(Spatial localization data)
%%
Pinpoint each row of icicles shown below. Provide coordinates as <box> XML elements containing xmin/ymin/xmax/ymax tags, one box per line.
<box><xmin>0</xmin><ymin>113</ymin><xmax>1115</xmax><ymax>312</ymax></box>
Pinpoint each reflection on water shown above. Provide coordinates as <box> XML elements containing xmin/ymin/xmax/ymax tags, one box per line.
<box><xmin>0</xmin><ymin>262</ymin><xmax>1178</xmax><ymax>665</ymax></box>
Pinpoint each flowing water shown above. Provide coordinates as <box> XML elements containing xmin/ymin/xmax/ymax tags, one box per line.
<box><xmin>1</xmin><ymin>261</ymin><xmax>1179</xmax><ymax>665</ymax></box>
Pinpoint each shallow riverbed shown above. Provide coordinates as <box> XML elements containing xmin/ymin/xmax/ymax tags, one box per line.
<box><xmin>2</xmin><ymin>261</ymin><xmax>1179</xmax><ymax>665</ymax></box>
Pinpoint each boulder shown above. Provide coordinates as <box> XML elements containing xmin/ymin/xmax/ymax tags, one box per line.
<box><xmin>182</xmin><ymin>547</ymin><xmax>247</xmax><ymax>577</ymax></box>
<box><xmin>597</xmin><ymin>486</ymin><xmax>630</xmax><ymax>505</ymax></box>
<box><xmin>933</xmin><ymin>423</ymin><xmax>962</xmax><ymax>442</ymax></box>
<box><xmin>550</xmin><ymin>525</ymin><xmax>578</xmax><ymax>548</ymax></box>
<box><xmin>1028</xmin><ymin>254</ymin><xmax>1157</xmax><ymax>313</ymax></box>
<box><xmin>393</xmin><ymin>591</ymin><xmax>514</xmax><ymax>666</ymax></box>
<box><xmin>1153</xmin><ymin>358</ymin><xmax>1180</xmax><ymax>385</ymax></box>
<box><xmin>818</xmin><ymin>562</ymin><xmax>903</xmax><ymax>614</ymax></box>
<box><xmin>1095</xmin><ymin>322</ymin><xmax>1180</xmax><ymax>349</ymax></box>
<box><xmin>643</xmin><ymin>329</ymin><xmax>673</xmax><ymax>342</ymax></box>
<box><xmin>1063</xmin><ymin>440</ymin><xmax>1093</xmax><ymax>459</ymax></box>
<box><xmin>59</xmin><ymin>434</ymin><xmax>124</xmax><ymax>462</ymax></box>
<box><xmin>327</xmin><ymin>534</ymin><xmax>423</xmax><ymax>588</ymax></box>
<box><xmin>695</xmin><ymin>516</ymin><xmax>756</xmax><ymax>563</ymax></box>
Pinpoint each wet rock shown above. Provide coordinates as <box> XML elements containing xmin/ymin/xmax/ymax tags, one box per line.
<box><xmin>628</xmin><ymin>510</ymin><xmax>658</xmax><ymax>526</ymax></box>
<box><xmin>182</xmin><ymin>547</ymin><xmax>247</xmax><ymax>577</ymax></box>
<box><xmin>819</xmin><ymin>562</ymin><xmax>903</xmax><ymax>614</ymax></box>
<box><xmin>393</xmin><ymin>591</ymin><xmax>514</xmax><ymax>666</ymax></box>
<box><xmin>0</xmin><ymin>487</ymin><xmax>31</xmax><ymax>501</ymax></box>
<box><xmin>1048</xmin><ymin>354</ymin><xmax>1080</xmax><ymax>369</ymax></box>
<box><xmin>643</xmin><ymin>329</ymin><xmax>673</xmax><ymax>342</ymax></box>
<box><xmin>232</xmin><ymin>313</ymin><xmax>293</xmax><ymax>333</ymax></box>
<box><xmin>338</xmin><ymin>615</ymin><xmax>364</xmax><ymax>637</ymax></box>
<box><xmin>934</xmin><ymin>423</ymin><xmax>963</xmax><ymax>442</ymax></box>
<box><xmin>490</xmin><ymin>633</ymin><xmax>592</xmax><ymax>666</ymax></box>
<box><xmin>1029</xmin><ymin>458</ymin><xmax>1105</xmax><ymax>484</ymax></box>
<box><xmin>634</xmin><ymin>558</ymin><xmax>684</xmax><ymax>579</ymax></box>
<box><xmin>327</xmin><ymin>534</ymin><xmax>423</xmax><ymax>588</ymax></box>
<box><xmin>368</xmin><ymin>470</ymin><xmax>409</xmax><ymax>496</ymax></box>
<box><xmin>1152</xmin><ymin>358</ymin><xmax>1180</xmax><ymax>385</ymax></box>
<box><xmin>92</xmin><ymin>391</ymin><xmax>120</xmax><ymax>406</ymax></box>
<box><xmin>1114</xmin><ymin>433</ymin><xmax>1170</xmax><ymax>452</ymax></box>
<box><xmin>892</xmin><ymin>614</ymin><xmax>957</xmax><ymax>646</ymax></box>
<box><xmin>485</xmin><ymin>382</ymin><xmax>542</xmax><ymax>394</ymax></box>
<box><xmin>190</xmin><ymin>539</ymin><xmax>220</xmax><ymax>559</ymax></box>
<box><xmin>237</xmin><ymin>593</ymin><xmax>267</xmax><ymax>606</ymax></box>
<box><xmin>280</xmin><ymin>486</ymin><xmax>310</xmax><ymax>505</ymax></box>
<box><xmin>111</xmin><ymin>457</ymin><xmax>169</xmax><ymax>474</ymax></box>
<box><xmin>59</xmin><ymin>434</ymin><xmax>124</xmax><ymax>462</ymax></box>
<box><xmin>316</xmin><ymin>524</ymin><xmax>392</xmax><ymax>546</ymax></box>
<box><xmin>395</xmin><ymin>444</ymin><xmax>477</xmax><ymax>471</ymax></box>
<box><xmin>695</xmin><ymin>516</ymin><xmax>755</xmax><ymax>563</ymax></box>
%%
- TASK PROMPT -
The records above should be given again in full, exactly as written.

- SOLUTION TO THIS EXERCISE -
Pinpoint each row of icicles shown below. Provide coordinates as <box> XML elements containing xmin/ymin/xmax/ymax tags, one box per line.
<box><xmin>0</xmin><ymin>113</ymin><xmax>1115</xmax><ymax>312</ymax></box>
Pinpoint each reflection on water shown above. Provide coordinates as <box> XML elements containing xmin/ymin/xmax/ymax tags, one box per line.
<box><xmin>0</xmin><ymin>262</ymin><xmax>1178</xmax><ymax>665</ymax></box>
Pinpoint each flowing water shown above. Provide coordinates as <box> XML elements containing xmin/ymin/xmax/ymax tags, one box per line.
<box><xmin>1</xmin><ymin>261</ymin><xmax>1179</xmax><ymax>665</ymax></box>
Pinpoint each shallow riverbed shown above. Provide coordinates as <box> XML elements containing xmin/ymin/xmax/ymax tags, one box per line.
<box><xmin>2</xmin><ymin>261</ymin><xmax>1179</xmax><ymax>665</ymax></box>
Pinpoint each boulder shown above. Provide coordinates as <box> XML elements containing xmin/ymin/xmax/ymax tags, one box per line.
<box><xmin>182</xmin><ymin>547</ymin><xmax>247</xmax><ymax>577</ymax></box>
<box><xmin>597</xmin><ymin>486</ymin><xmax>630</xmax><ymax>505</ymax></box>
<box><xmin>933</xmin><ymin>423</ymin><xmax>962</xmax><ymax>442</ymax></box>
<box><xmin>550</xmin><ymin>525</ymin><xmax>578</xmax><ymax>548</ymax></box>
<box><xmin>1028</xmin><ymin>254</ymin><xmax>1157</xmax><ymax>313</ymax></box>
<box><xmin>393</xmin><ymin>591</ymin><xmax>514</xmax><ymax>666</ymax></box>
<box><xmin>1153</xmin><ymin>358</ymin><xmax>1180</xmax><ymax>385</ymax></box>
<box><xmin>818</xmin><ymin>562</ymin><xmax>903</xmax><ymax>614</ymax></box>
<box><xmin>1095</xmin><ymin>322</ymin><xmax>1180</xmax><ymax>349</ymax></box>
<box><xmin>643</xmin><ymin>329</ymin><xmax>673</xmax><ymax>342</ymax></box>
<box><xmin>1063</xmin><ymin>440</ymin><xmax>1093</xmax><ymax>459</ymax></box>
<box><xmin>59</xmin><ymin>434</ymin><xmax>124</xmax><ymax>462</ymax></box>
<box><xmin>327</xmin><ymin>534</ymin><xmax>423</xmax><ymax>588</ymax></box>
<box><xmin>695</xmin><ymin>516</ymin><xmax>756</xmax><ymax>563</ymax></box>
Pinpoint each wet rock shown above. Provide coordinates as <box> XML elements containing xmin/ymin/xmax/ymax tags, one box per line.
<box><xmin>628</xmin><ymin>510</ymin><xmax>658</xmax><ymax>526</ymax></box>
<box><xmin>182</xmin><ymin>547</ymin><xmax>247</xmax><ymax>577</ymax></box>
<box><xmin>819</xmin><ymin>562</ymin><xmax>903</xmax><ymax>614</ymax></box>
<box><xmin>393</xmin><ymin>591</ymin><xmax>514</xmax><ymax>666</ymax></box>
<box><xmin>0</xmin><ymin>487</ymin><xmax>31</xmax><ymax>501</ymax></box>
<box><xmin>1048</xmin><ymin>354</ymin><xmax>1080</xmax><ymax>369</ymax></box>
<box><xmin>643</xmin><ymin>329</ymin><xmax>673</xmax><ymax>342</ymax></box>
<box><xmin>232</xmin><ymin>313</ymin><xmax>293</xmax><ymax>333</ymax></box>
<box><xmin>338</xmin><ymin>615</ymin><xmax>364</xmax><ymax>637</ymax></box>
<box><xmin>934</xmin><ymin>423</ymin><xmax>963</xmax><ymax>442</ymax></box>
<box><xmin>490</xmin><ymin>633</ymin><xmax>592</xmax><ymax>666</ymax></box>
<box><xmin>1029</xmin><ymin>458</ymin><xmax>1105</xmax><ymax>484</ymax></box>
<box><xmin>634</xmin><ymin>558</ymin><xmax>684</xmax><ymax>579</ymax></box>
<box><xmin>327</xmin><ymin>534</ymin><xmax>423</xmax><ymax>588</ymax></box>
<box><xmin>368</xmin><ymin>470</ymin><xmax>409</xmax><ymax>496</ymax></box>
<box><xmin>1152</xmin><ymin>358</ymin><xmax>1180</xmax><ymax>385</ymax></box>
<box><xmin>92</xmin><ymin>391</ymin><xmax>120</xmax><ymax>406</ymax></box>
<box><xmin>1114</xmin><ymin>433</ymin><xmax>1170</xmax><ymax>452</ymax></box>
<box><xmin>892</xmin><ymin>614</ymin><xmax>957</xmax><ymax>646</ymax></box>
<box><xmin>485</xmin><ymin>382</ymin><xmax>542</xmax><ymax>394</ymax></box>
<box><xmin>190</xmin><ymin>539</ymin><xmax>220</xmax><ymax>559</ymax></box>
<box><xmin>237</xmin><ymin>593</ymin><xmax>267</xmax><ymax>606</ymax></box>
<box><xmin>280</xmin><ymin>486</ymin><xmax>310</xmax><ymax>505</ymax></box>
<box><xmin>111</xmin><ymin>457</ymin><xmax>169</xmax><ymax>474</ymax></box>
<box><xmin>59</xmin><ymin>434</ymin><xmax>124</xmax><ymax>462</ymax></box>
<box><xmin>316</xmin><ymin>524</ymin><xmax>392</xmax><ymax>546</ymax></box>
<box><xmin>395</xmin><ymin>444</ymin><xmax>477</xmax><ymax>471</ymax></box>
<box><xmin>695</xmin><ymin>516</ymin><xmax>755</xmax><ymax>563</ymax></box>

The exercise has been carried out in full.